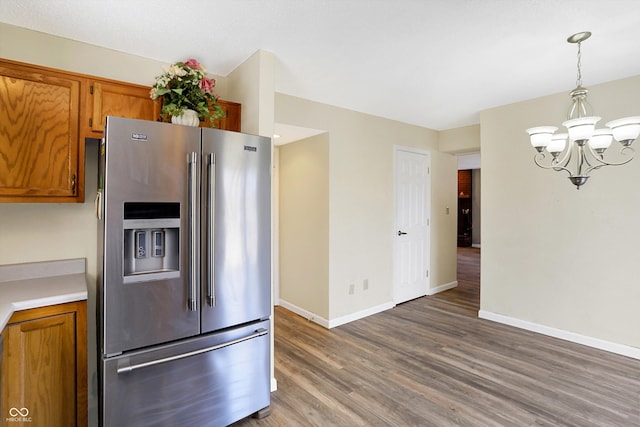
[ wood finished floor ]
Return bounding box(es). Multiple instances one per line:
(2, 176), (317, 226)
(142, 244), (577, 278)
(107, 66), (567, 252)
(234, 248), (640, 427)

> **WHAT IS REQUIRED**: Please print all the items above line for line and word for word, leaving out the pictures.

> **ANSWER BELOW**:
[ wood finished floor ]
Return bounding box(es). Multiple instances one per line:
(2, 176), (317, 226)
(142, 244), (577, 278)
(107, 66), (567, 252)
(234, 248), (640, 427)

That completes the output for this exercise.